Referring expression pointing data
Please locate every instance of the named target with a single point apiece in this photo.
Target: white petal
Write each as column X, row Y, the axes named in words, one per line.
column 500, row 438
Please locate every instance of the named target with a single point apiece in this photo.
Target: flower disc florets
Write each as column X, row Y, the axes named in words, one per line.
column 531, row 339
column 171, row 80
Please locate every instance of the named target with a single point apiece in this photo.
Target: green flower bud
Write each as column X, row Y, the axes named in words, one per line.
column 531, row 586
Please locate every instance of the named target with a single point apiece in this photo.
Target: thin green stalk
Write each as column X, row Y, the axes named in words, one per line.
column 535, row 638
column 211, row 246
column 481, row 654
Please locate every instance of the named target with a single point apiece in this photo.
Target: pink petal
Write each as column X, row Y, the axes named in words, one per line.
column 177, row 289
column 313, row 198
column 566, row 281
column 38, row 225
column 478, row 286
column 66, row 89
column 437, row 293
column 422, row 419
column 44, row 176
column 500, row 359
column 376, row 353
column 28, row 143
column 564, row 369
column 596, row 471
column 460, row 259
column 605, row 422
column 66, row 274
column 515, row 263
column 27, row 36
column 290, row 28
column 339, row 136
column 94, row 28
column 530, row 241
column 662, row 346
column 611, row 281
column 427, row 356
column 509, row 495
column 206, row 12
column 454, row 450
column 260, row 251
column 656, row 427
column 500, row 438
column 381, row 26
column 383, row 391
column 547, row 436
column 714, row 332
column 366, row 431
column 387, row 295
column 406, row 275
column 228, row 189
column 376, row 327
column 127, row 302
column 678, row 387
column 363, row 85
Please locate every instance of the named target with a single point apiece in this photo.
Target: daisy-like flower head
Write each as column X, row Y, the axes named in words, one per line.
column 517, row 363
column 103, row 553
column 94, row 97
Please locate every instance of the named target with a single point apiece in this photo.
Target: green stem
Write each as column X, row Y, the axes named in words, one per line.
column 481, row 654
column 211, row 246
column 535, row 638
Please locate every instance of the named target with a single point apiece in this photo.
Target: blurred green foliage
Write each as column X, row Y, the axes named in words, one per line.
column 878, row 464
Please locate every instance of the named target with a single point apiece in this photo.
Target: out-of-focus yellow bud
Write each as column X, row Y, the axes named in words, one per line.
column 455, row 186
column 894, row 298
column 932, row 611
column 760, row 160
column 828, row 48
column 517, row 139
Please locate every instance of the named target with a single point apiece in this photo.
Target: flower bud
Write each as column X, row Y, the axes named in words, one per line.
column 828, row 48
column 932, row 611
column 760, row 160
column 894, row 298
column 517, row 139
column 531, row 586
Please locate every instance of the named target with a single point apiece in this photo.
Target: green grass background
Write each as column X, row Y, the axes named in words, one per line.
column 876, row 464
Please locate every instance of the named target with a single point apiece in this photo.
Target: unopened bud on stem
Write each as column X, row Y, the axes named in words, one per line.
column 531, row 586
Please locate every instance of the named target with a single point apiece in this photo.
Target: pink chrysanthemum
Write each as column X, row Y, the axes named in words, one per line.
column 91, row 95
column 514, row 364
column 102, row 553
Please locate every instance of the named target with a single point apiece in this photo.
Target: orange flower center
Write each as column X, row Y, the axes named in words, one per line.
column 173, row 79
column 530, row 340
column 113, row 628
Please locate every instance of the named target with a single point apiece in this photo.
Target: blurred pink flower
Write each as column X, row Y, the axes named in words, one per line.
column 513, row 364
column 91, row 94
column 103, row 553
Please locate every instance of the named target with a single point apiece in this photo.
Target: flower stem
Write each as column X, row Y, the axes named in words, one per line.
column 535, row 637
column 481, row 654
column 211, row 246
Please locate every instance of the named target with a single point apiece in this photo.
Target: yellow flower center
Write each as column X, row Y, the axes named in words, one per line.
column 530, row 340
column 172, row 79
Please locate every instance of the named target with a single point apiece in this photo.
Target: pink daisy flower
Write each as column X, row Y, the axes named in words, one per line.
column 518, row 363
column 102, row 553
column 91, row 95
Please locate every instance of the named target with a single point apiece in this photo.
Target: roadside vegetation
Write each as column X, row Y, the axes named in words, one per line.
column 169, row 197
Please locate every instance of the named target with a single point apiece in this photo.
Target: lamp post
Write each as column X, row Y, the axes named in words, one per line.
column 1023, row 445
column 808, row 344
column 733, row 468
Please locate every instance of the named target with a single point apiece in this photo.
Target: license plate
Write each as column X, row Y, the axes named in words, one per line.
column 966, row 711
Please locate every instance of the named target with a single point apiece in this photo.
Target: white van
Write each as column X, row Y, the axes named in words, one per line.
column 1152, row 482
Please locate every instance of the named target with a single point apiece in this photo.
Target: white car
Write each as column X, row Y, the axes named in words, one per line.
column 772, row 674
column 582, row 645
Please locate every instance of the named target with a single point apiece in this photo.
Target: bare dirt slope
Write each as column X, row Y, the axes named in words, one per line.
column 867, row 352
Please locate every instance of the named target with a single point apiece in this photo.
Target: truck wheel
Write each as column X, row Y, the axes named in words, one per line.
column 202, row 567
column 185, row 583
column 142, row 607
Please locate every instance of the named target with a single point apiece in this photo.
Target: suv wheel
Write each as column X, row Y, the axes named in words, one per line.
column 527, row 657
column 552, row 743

**Work order**
Each entry should be retyped exactly as given.

**Response to this exercise**
Please locate every instance of the named target with a single point apiece in this photo.
Target: white petal
Write each as column X, row Y, the axes named in words, one per line.
column 500, row 438
Please locate every instance of the named target with a single point apiece in this photo.
Target: flower disc florets
Write each as column X, row Y, the axes named in words, one per line.
column 531, row 339
column 171, row 80
Please locate every instance of the named target with a single point apiece in this photo.
Target: green flower bud
Write each as column X, row Y, the axes named in words, one per line.
column 531, row 586
Please locate every instance of the named target with a single point apiece in this photo.
Target: thin green stalk
Write each as column X, row Y, the axes named in words, one per line.
column 535, row 638
column 211, row 246
column 481, row 654
Please locate every instance of the named target with a single point apiece in this photo.
Target: pink petal
Write each as column X, row Y, the axes named in words, one per line.
column 177, row 289
column 313, row 198
column 566, row 281
column 38, row 225
column 478, row 286
column 66, row 89
column 437, row 293
column 422, row 419
column 44, row 176
column 500, row 359
column 376, row 353
column 28, row 143
column 564, row 369
column 596, row 471
column 460, row 259
column 605, row 422
column 66, row 274
column 515, row 263
column 27, row 36
column 290, row 28
column 339, row 136
column 94, row 28
column 530, row 241
column 662, row 346
column 611, row 281
column 427, row 356
column 509, row 495
column 206, row 12
column 454, row 450
column 260, row 251
column 656, row 427
column 500, row 438
column 381, row 26
column 383, row 391
column 547, row 436
column 714, row 332
column 366, row 431
column 387, row 295
column 406, row 275
column 228, row 189
column 376, row 327
column 127, row 302
column 678, row 387
column 363, row 85
Please locate every instance of the named target with a single point apiece in this photo.
Target: daisy-like flower head
Write each as column X, row Y, the axes named in words, one per line.
column 517, row 363
column 103, row 553
column 94, row 97
Please locate every instance of the named target with a single point apiece in this photo.
Target: green stem
Write each as column X, row Y, the axes named in words, one per line.
column 481, row 654
column 211, row 246
column 535, row 638
Please locate every instance of the named target with a single point apiece in this photo.
Target: blurred green foliage
Write each as column X, row Y, the axes named in words, one per line.
column 878, row 464
Please locate every instance of the named target with a single point apiece in this photo.
Target: out-of-focus yellow bud
Write each as column X, row Y, the axes named in words, one per line.
column 455, row 186
column 894, row 298
column 932, row 611
column 760, row 160
column 828, row 48
column 517, row 139
Please locate every instance of the named target with a single point apiece in this photo.
Target: flower bud
Write each as column X, row Y, the axes named in words, one per line.
column 828, row 48
column 932, row 611
column 760, row 160
column 894, row 298
column 517, row 139
column 531, row 586
Please locate every instance of the named target with a single point apiece in this photo.
Target: green grass background
Write each as column X, row Y, the axes named in words, one per line.
column 876, row 464
Please locate every instance of the named target with a single point apiece in this photo.
Target: unopened bud on stem
Write each as column X, row Y, the axes named in words, one per line.
column 531, row 586
Please locate every instance of the named target with a single point apiece in this photo.
Target: pink chrysanthemum
Write each as column X, row Y, the axes named in words, one per line.
column 91, row 95
column 514, row 364
column 102, row 553
Please locate every instance of the named target with a single point apiece in this photo.
Target: orange flower center
Write each as column X, row Y, the axes named in words, one per line.
column 173, row 79
column 530, row 340
column 113, row 628
Please locate every instance of the named target with a single point apiece in this photo.
Target: blurred pink flower
Write each as column X, row Y, the axes named in words, one per line.
column 513, row 364
column 91, row 94
column 103, row 553
Please locate every instance of the named target with a single point apiece in this photo.
Target: flower stem
Write each as column X, row Y, the axes named in words, one per line.
column 535, row 637
column 481, row 654
column 211, row 246
Please locate every instance of the named target with a single point apiece in this photo.
Target: yellow flower center
Write each as column X, row Y, the axes named in words, one per line.
column 530, row 340
column 172, row 79
Please locate every instance of the named target with a single point apiece in this photo.
Target: pink daisy flower
Write each as column X, row Y, the axes named in words, one per line.
column 518, row 363
column 102, row 553
column 91, row 95
Please locate every instance of the named target with a single point apiece in this photo.
Target: roadside vegetation
Write each as column X, row Y, the axes named in words, one per line.
column 169, row 197
Please locate every instance of the named target with a single point apiece in this photo.
Target: lamp post
Write each as column X, row Y, the axes named in words, one per line.
column 1023, row 445
column 808, row 344
column 733, row 468
Please locate every instance of the named target with a single point apiece in this photo.
Target: license plate
Write each as column X, row Y, the axes named in words, one per line.
column 966, row 711
Please locate every instance of the named target with a single point apiece in this photo.
Target: white van
Write each as column X, row Y, the axes named in words, one per line.
column 1152, row 482
Please locate every instance of the named target with a single point apiece in this photo.
Target: white car
Write each as column X, row Y, the axes named in words, one per line.
column 772, row 674
column 582, row 645
Please locate every instance of the named target with a single point apiece in this photo.
Target: bare dirt slope
Write each as column X, row Y, the axes named in words, one per line.
column 867, row 352
Please locate every instance of the named target with a single point apiece in this photo.
Target: truck wheel
Write each as column X, row Y, the axes named in words, one per line.
column 202, row 567
column 185, row 583
column 142, row 607
Please locate every instance of the named target with a single point apiece in this photo.
Target: suv wheel
Write each as column X, row Y, the axes named in words, one per line.
column 527, row 657
column 552, row 743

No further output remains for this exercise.